Recommended relaxation of remediation standards could increase cancer risk at dirty bomb sites
- By Douglas P. Guarino
- Global Security Newswire
- November 28, 2012
- Comments
The report will likely suggest that a radiation dose to the human body of between 100 and 2,000 millirems per year is the target officials should keep in mind when deciding how to clean up after a “dirty bomb” or nuclear terror attack, according to S.Y. Chen, a senior environmental engineer at Argonne National Laboratory in Illinois.
Roughly 1 in 23 people would be expected to develop cancer from receiving a 2,000 millirem dose of radiation annually for 30 years, based on estimates from the International Commission on Radiological Protection, a private, nongovernmental organization whose work Chen cites as the basis for the recommendations. Approximately 1 in 466 people would be expected to develop cancer from an annual dose of 100 millirems over the same time period, according to calculations Global Security Newswire conducted using ICRP projections.

§ LIST OF TASKS
1 - Copy everything in the dirty bomb article from "Roughly 1 in" down to "using ICRP projections." with no changes.
2 - Answer these from the dirty bomb article:
(a) What is S.Y. Chen's job, and where?
(b) What range of yearly radiation dose will the report likely suggest as the cleanup target?
(c) About how many people would be expected to develop cancer from a yearly dose of 100 millirems over 30 years?

§ THE DATA
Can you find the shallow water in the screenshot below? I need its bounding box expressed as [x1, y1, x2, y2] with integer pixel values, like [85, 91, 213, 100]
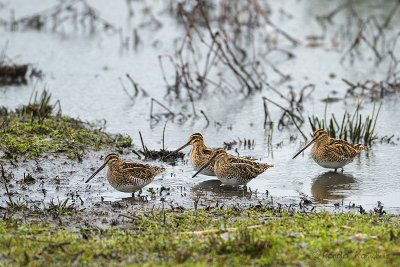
[0, 0, 400, 213]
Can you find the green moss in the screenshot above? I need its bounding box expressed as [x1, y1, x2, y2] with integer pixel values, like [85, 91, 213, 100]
[0, 109, 132, 158]
[0, 209, 400, 266]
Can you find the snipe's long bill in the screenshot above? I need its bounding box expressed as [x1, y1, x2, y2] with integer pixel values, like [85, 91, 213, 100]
[192, 148, 274, 186]
[166, 133, 215, 176]
[293, 129, 368, 172]
[86, 154, 165, 196]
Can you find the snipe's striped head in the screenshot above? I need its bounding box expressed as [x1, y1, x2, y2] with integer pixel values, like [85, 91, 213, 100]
[104, 153, 119, 166]
[85, 153, 119, 183]
[187, 133, 203, 145]
[313, 129, 329, 142]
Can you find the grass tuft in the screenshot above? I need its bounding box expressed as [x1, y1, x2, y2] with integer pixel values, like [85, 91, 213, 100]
[308, 104, 382, 145]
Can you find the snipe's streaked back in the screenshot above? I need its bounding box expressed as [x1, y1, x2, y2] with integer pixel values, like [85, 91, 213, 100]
[293, 129, 368, 172]
[86, 154, 165, 194]
[167, 133, 255, 176]
[193, 148, 274, 185]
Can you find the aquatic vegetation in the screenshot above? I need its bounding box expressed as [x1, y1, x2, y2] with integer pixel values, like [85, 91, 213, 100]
[310, 104, 381, 144]
[0, 90, 132, 160]
[0, 208, 400, 266]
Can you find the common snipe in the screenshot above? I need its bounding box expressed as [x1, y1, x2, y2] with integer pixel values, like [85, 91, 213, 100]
[293, 129, 368, 172]
[166, 133, 255, 176]
[193, 148, 274, 185]
[86, 154, 165, 195]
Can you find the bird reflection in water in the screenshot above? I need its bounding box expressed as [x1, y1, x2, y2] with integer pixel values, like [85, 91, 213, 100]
[311, 172, 357, 204]
[191, 180, 254, 199]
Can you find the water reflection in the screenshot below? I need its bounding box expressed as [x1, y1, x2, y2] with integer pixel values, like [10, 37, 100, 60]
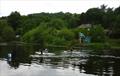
[0, 46, 120, 76]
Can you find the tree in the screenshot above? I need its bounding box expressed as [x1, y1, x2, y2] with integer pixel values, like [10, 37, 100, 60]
[0, 20, 15, 42]
[7, 11, 21, 31]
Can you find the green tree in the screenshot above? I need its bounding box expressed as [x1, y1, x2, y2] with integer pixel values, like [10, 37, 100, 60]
[7, 11, 21, 31]
[0, 20, 15, 42]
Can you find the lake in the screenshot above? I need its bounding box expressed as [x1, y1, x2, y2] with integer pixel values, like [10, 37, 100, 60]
[0, 46, 120, 76]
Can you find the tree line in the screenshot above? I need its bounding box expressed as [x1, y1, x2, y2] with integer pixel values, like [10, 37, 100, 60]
[0, 5, 120, 46]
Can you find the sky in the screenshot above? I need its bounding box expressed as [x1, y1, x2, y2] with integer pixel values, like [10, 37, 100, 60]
[0, 0, 120, 17]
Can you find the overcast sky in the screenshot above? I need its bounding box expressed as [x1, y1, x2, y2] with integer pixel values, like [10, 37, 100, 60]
[0, 0, 120, 16]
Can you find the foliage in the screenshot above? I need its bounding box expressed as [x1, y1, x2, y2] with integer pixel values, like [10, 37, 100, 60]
[7, 11, 21, 31]
[0, 20, 15, 42]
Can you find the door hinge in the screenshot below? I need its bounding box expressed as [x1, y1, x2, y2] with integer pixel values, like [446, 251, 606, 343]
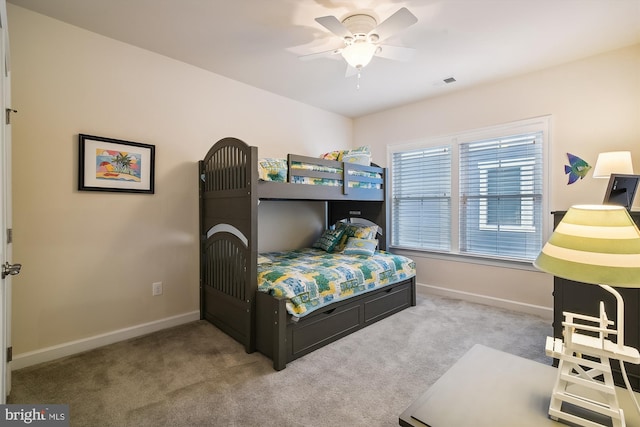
[4, 108, 18, 125]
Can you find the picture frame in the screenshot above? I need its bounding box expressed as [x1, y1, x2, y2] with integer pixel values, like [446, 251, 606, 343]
[78, 134, 155, 194]
[602, 173, 640, 211]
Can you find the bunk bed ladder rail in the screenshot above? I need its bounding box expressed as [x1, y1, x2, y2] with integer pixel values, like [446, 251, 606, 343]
[200, 138, 258, 353]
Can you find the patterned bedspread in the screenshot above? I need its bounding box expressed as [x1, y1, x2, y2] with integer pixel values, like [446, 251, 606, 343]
[258, 248, 416, 317]
[258, 158, 381, 189]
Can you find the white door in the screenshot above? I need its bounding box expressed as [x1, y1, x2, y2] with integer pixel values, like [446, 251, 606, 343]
[0, 0, 15, 404]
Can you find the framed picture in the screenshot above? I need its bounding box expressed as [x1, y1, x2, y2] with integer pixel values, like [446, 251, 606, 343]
[78, 134, 155, 194]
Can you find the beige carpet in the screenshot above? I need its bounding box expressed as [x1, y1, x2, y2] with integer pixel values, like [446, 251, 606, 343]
[9, 296, 552, 427]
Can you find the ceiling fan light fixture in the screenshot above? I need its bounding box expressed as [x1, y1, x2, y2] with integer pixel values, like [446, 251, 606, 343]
[342, 41, 377, 69]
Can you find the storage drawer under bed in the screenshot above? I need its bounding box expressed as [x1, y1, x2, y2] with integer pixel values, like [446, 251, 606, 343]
[287, 281, 413, 362]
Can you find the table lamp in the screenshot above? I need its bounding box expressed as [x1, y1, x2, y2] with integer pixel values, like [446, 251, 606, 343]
[534, 205, 640, 427]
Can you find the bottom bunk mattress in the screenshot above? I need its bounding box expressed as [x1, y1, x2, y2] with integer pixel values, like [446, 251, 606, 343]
[258, 248, 416, 317]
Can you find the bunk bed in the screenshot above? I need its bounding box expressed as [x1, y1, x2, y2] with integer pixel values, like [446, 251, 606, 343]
[199, 138, 416, 370]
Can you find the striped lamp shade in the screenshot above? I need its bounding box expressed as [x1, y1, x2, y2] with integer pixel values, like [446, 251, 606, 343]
[533, 205, 640, 288]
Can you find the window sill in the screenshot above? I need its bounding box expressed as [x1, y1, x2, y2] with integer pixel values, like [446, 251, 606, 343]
[390, 246, 540, 272]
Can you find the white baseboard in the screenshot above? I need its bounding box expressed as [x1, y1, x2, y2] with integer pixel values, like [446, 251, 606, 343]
[416, 283, 553, 320]
[11, 311, 200, 370]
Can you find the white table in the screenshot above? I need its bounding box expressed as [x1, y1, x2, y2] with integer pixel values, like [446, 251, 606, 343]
[399, 343, 640, 427]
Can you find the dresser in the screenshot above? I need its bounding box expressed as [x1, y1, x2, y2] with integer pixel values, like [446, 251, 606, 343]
[553, 211, 640, 391]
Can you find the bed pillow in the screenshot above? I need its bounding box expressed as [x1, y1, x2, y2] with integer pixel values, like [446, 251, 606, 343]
[311, 228, 345, 252]
[342, 145, 371, 166]
[258, 158, 288, 182]
[320, 150, 344, 160]
[258, 254, 273, 264]
[335, 222, 378, 252]
[343, 237, 378, 256]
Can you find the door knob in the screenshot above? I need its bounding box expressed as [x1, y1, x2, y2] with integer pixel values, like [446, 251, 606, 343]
[2, 262, 22, 279]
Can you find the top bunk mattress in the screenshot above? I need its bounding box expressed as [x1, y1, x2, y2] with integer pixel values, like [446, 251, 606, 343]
[258, 248, 416, 317]
[258, 158, 383, 189]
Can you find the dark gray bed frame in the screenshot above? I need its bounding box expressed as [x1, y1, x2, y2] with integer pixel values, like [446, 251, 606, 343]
[199, 138, 416, 370]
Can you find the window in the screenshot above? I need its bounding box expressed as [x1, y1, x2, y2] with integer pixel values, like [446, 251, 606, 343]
[391, 146, 451, 251]
[460, 132, 542, 260]
[389, 118, 549, 261]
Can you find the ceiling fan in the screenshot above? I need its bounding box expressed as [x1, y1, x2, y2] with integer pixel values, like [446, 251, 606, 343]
[300, 7, 418, 77]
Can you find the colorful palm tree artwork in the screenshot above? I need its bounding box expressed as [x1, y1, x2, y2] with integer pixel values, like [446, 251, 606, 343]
[96, 148, 142, 182]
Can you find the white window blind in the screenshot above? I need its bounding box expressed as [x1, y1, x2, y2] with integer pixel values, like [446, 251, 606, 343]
[459, 132, 543, 260]
[392, 146, 451, 251]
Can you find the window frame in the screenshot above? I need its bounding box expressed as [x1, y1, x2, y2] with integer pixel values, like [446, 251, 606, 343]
[387, 115, 552, 268]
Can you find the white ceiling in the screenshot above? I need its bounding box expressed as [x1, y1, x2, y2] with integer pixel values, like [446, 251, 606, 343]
[8, 0, 640, 117]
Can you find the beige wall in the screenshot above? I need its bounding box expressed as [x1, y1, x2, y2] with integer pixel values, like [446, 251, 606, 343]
[8, 4, 352, 357]
[354, 45, 640, 314]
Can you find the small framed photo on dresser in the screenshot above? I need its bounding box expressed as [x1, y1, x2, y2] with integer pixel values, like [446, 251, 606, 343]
[78, 134, 155, 194]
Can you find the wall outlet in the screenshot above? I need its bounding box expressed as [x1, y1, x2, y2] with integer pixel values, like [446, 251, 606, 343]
[151, 282, 162, 297]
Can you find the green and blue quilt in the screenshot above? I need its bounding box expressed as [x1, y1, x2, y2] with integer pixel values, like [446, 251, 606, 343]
[258, 248, 416, 317]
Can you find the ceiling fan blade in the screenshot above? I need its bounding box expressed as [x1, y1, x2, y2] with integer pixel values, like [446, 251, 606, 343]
[298, 48, 342, 61]
[375, 45, 416, 61]
[369, 7, 418, 41]
[316, 16, 353, 38]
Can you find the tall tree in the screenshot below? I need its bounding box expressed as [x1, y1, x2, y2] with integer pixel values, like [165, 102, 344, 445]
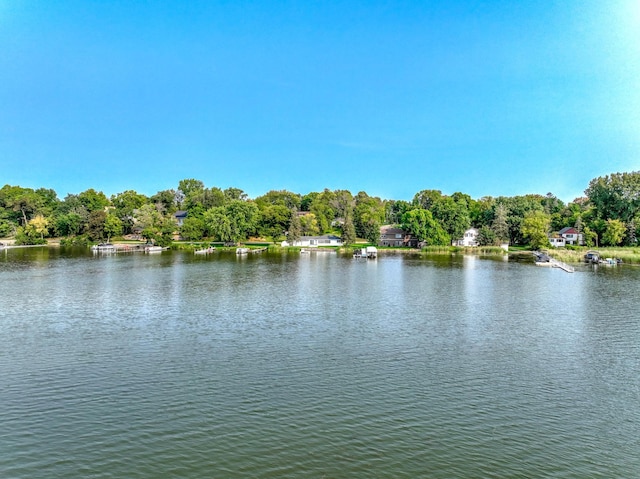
[602, 220, 627, 246]
[402, 208, 451, 246]
[522, 211, 550, 249]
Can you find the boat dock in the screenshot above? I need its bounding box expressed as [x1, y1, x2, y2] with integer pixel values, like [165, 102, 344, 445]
[533, 251, 576, 273]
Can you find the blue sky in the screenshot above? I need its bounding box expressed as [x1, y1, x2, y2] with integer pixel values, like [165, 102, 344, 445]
[0, 0, 640, 202]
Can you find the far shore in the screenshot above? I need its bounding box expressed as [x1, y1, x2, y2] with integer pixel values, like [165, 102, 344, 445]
[5, 238, 640, 265]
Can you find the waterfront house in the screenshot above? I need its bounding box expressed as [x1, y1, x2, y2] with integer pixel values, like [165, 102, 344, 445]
[558, 226, 584, 246]
[549, 234, 566, 248]
[451, 228, 480, 246]
[173, 211, 187, 227]
[378, 225, 418, 248]
[281, 235, 342, 248]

§ TASK SOLUTIONS
1 -
Roughly 1 in 23 people would be expected to develop cancer from receiving a 2,000 millirem dose of radiation annually for 30 years, based on estimates from the International Commission on Radiological Protection, a private, nongovernmental organization whose work Chen cites as the basis for the recommendations. Approximately 1 in 466 people would be expected to develop cancer from an annual dose of 100 millirems over the same time period, according to calculations Global Security Newswire conducted using ICRP projections.

2 -
(a) Senior environmental engineer at Argonne National Laboratory in Illinois
(b) Between 100 and 2,000 millirems per year
(c) About 1 in 466